-- Opening Marker --
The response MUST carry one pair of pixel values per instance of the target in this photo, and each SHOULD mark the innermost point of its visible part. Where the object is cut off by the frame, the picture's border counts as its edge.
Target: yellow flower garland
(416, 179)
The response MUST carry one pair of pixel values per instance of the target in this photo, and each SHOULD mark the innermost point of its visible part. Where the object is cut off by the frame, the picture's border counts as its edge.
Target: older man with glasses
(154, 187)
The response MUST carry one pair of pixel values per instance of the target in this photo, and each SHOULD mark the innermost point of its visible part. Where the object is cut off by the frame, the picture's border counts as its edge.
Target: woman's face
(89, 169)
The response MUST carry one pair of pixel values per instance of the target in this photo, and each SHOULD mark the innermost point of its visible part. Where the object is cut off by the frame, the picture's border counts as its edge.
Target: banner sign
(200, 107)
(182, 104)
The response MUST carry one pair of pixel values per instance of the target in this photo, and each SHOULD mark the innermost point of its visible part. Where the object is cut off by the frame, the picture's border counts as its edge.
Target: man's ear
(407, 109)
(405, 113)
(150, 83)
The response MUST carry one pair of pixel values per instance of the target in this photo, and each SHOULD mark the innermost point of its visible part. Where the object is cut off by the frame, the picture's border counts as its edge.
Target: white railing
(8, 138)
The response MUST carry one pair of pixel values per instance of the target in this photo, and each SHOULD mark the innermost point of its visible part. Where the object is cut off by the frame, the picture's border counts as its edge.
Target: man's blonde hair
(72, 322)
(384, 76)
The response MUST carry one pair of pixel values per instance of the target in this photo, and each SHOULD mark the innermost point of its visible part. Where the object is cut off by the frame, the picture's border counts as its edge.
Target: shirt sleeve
-- Closing Marker --
● WORK TO BE COMPLETED: Set all the data down again, exactly as it reads above.

● OUTPUT OF THE EXERCISE:
The response MUST carry one pair of pixel values per instance of the target in this photo, and each SHOULD mark the innermost point of its visible part. Where the object is cut off by the frame, the picture's border counts as its edge.
Target: yellow flower garland
(416, 179)
The response MUST carry one pair of pixel values per instance of the target in this photo, and each SHOULD mark the innermost point of its visible part. Where the object is cut off by the frame, the picture's border counts as its edge.
Target: older man with glasses
(154, 187)
The response MUST carry one pair of pixel values per instance of the target in this photo, and each SHOULD mark the innermost point of its visible part. Where the object is cut off by the frame, the picture's border counts as its edge.
Target: woman's face
(89, 169)
The response MUST carry one pair of pixel values per instance of the target in this photo, and each SHOULD mark the innermost point of its visible part. Where the object is cut off by the frame, the picture's border counts as its edge.
Target: banner sign
(200, 107)
(182, 104)
The response MUST carry one pair of pixel values per instance of the target in this photo, and each SHOULD mark the innermost point of its visible part. Where the object is cut off by the frame, the picture's border counts as its edge.
Target: man's ear
(407, 109)
(405, 113)
(150, 83)
The response MUST carry one pair of pixel values per instance of the target in this photo, and each SHOULD mark the innermost point of its visible part. Where the object is cut off by the frame, the picture's border counts as its edge.
Target: white railing
(8, 138)
The response MUST carry one pair of pixel values per instance of the target in this photo, and each SHOULD mark the innermost point of its visible part. Where the object is cut off by the frame, the picture's border counts as its edge.
Target: man's blonde hair
(72, 322)
(384, 76)
The response MUST carry one pair of pixel values per instance of the target in this photo, and each SHOULD mark the innermost point of its visible part. Where the object is cut off by the frame, the picture's border counts as its edge.
Target: shirt sleeve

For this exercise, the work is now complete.